*** Opening of RECORDS FOR THE EXERCISE ***

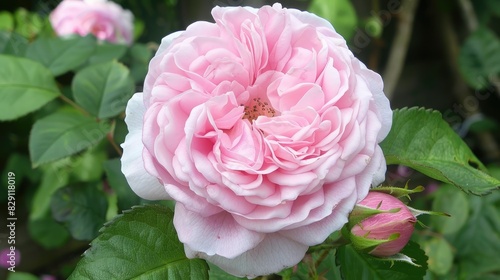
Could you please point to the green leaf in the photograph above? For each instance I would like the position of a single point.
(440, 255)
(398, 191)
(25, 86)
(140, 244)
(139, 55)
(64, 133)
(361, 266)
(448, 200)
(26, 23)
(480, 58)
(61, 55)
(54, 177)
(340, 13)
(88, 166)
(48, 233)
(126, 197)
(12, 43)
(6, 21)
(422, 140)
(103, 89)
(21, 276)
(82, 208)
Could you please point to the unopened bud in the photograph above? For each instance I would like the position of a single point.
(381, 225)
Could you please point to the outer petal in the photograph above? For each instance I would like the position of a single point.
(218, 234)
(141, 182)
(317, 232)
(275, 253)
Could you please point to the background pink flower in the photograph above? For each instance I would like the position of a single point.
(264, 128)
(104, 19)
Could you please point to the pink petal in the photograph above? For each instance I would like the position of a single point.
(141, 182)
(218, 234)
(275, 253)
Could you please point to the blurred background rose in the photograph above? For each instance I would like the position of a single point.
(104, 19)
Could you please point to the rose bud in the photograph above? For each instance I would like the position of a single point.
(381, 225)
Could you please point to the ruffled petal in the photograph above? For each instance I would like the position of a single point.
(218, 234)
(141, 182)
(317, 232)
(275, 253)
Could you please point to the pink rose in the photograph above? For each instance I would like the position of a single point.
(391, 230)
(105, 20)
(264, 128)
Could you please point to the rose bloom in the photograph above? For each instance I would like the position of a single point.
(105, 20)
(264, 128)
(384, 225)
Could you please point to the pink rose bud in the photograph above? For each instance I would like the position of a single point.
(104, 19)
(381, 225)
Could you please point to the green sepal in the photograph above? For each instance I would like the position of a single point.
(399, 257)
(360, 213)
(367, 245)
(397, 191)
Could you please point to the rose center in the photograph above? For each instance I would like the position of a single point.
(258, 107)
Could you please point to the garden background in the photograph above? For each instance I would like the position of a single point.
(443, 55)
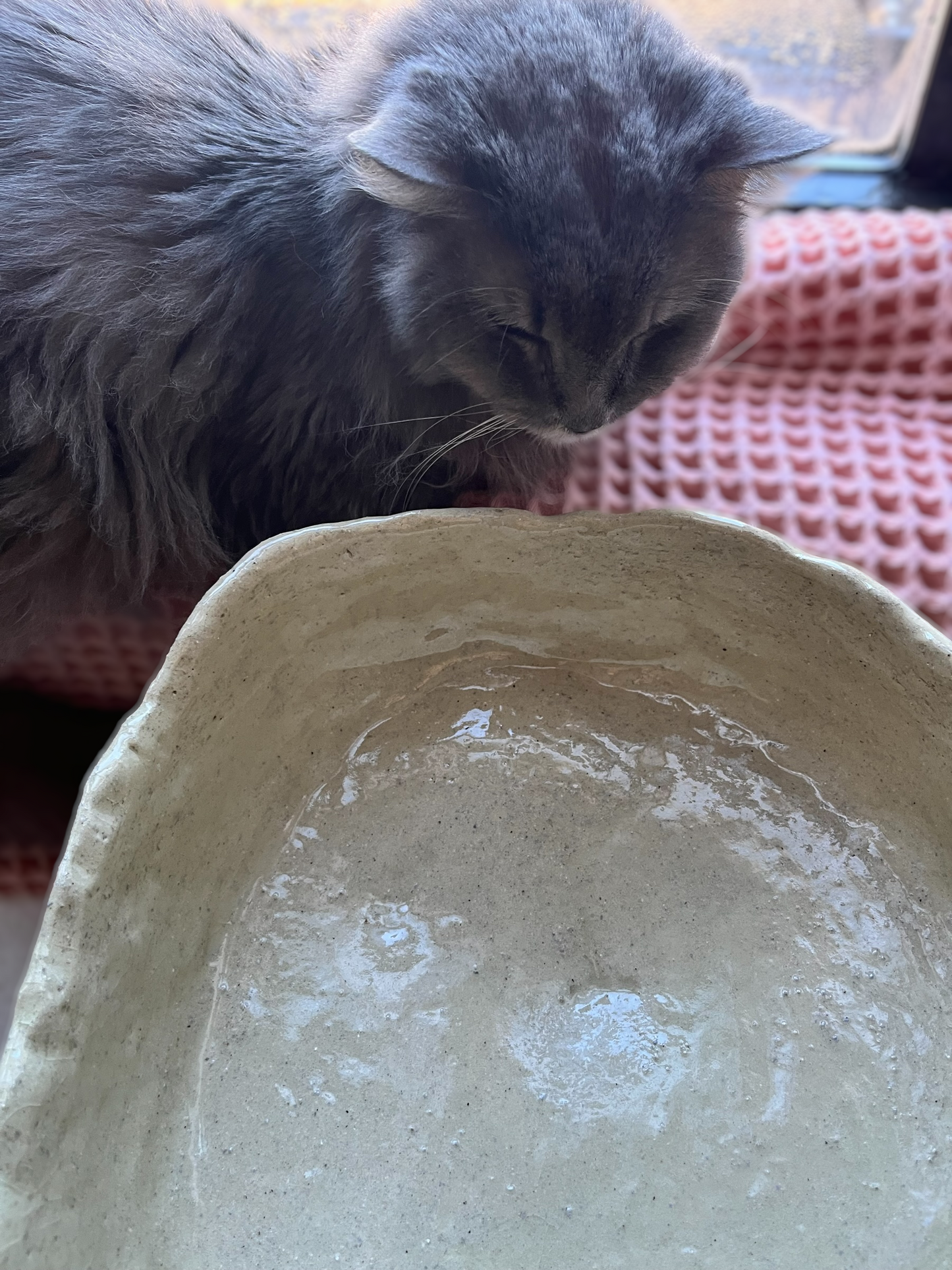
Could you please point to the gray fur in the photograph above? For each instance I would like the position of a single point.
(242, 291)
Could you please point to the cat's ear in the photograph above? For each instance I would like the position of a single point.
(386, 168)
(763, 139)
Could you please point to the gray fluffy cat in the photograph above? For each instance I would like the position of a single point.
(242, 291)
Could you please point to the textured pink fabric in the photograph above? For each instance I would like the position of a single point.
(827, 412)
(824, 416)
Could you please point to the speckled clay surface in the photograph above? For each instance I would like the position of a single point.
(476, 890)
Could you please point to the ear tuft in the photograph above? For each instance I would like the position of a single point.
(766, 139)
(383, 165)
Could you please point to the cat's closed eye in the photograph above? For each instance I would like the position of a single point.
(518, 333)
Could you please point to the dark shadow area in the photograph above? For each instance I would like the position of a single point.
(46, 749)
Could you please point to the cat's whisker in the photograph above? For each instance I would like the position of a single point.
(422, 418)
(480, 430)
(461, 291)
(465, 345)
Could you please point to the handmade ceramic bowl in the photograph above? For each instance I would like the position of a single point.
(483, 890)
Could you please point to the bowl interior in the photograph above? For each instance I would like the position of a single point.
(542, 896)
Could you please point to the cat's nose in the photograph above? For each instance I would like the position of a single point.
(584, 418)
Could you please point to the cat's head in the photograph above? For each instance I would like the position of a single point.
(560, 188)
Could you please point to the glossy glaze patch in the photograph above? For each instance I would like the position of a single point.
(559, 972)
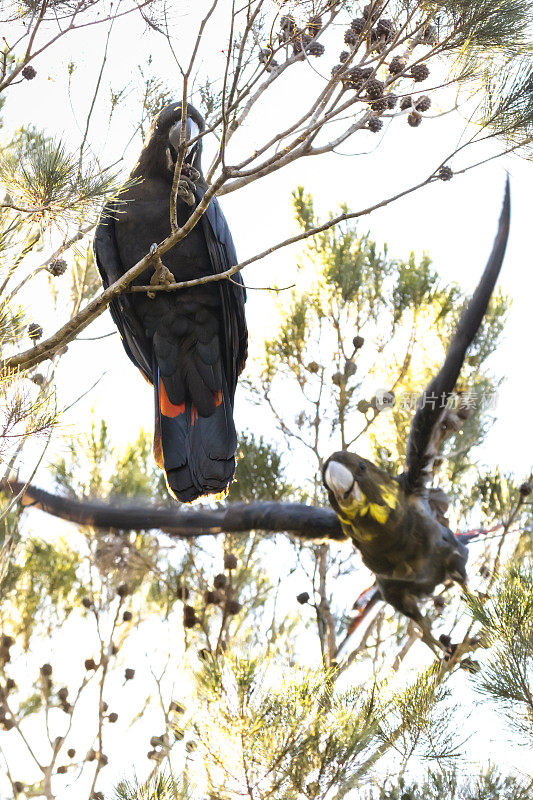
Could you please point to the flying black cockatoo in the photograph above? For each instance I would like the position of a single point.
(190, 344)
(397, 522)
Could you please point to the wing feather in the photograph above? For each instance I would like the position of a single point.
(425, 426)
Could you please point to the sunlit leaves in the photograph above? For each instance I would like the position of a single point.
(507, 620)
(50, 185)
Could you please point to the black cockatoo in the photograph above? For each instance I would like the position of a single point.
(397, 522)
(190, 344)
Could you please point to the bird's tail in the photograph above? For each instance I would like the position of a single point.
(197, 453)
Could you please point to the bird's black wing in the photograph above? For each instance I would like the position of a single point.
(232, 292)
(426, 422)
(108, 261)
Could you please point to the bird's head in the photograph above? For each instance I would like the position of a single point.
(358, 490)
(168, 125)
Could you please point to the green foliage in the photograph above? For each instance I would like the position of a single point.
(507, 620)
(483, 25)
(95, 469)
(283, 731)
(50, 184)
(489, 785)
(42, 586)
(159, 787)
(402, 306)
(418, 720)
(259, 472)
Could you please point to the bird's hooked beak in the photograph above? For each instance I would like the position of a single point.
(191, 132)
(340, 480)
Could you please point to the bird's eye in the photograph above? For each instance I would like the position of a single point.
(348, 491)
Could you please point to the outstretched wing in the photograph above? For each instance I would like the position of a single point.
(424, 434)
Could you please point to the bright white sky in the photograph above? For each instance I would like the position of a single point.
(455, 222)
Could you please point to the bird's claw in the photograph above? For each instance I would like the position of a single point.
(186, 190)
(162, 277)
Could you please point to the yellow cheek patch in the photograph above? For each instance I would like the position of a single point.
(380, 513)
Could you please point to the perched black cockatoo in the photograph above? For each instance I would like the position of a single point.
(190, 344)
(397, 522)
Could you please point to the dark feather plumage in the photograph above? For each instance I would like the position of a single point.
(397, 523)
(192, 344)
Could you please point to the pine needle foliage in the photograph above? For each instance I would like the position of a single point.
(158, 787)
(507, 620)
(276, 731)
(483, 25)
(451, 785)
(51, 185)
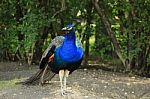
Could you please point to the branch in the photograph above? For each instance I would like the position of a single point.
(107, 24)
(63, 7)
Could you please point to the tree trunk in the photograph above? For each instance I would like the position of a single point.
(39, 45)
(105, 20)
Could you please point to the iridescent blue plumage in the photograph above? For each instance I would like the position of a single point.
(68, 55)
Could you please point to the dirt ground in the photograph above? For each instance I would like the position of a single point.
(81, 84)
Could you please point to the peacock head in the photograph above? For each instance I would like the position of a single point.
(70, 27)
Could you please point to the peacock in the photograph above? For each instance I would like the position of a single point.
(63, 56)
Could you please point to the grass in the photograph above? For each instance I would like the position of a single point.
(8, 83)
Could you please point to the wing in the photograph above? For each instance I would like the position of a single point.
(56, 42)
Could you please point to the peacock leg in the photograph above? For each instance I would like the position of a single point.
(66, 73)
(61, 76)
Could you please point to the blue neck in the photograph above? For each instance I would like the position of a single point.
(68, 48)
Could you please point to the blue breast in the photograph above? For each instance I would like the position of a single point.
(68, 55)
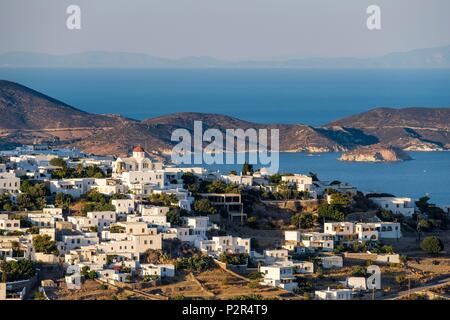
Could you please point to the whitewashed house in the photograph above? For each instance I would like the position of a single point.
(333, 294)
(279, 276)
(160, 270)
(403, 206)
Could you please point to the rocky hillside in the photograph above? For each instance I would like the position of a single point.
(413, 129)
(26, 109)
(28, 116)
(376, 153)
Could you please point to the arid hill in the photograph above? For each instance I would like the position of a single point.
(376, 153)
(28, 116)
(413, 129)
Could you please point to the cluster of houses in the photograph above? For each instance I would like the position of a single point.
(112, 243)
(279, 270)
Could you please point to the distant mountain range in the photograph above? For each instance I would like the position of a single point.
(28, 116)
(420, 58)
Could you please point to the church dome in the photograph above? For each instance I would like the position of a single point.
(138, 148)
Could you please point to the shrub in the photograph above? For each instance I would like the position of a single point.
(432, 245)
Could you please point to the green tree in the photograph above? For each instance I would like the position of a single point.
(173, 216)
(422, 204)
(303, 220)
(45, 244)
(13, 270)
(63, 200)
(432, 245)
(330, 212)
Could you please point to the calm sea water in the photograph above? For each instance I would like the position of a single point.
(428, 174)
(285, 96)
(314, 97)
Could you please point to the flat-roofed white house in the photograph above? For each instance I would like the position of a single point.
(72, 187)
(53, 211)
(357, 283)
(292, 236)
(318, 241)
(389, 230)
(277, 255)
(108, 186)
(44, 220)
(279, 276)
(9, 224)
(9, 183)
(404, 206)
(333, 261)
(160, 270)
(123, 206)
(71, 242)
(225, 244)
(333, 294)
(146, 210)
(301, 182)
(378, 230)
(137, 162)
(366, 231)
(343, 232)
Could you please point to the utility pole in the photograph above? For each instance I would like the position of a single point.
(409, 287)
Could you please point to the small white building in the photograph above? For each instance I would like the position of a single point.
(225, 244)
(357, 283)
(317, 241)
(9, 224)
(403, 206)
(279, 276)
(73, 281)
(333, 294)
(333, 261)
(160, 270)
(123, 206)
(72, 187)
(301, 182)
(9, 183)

*** Close of RECORDS FOR THE EXERCISE ***

**HOW TO COMPLETE THIS TASK:** Give back, exactly and with nothing added, the lines from the line containing "Could you please point to the arid" through the final line of the records above, both of them included.

**RESULT BELOW:**
Could you please point to the arid hill in the photograph above? For each instance I would like the position of a single point.
(376, 153)
(28, 116)
(413, 129)
Could you please point to the cluster of houses in the photograph above? For each instance I would like the position of a single point.
(112, 243)
(279, 270)
Could you please point to the distant mountain range in the photograph above? For each instance I would like the position of a single point.
(28, 116)
(420, 58)
Could you please point to the church dome in the photograph above? For each instance I would like the position of a single point.
(138, 148)
Could you please point to the shrub in the photograph above? For each instance I would like the position of a single point.
(432, 245)
Could you please point to the green tree in the photograph above? For each instance I would like the position of a single point.
(173, 216)
(422, 204)
(303, 220)
(45, 244)
(13, 270)
(63, 200)
(432, 245)
(330, 212)
Could you please point to the calm sea water in the photograph above? For each instance I would like the position of a single point.
(428, 174)
(285, 96)
(314, 97)
Could you please point to the flat-roofed white house in the photograph above? For each instance I would like the position of a single point.
(72, 187)
(53, 211)
(357, 283)
(292, 236)
(318, 241)
(389, 230)
(277, 255)
(108, 186)
(44, 220)
(279, 276)
(9, 224)
(9, 183)
(404, 206)
(333, 261)
(160, 270)
(123, 206)
(71, 242)
(225, 244)
(333, 294)
(146, 210)
(301, 182)
(378, 230)
(137, 162)
(366, 231)
(343, 232)
Could you please point to the utility pole in the photograph above? For each instance I would like the position of a single point.
(409, 287)
Could you please point to the small white building in the photograph above? For each instance I would like the position of a single point.
(225, 244)
(357, 283)
(317, 241)
(9, 224)
(403, 206)
(279, 276)
(73, 281)
(333, 294)
(333, 261)
(160, 270)
(123, 206)
(72, 187)
(301, 182)
(9, 183)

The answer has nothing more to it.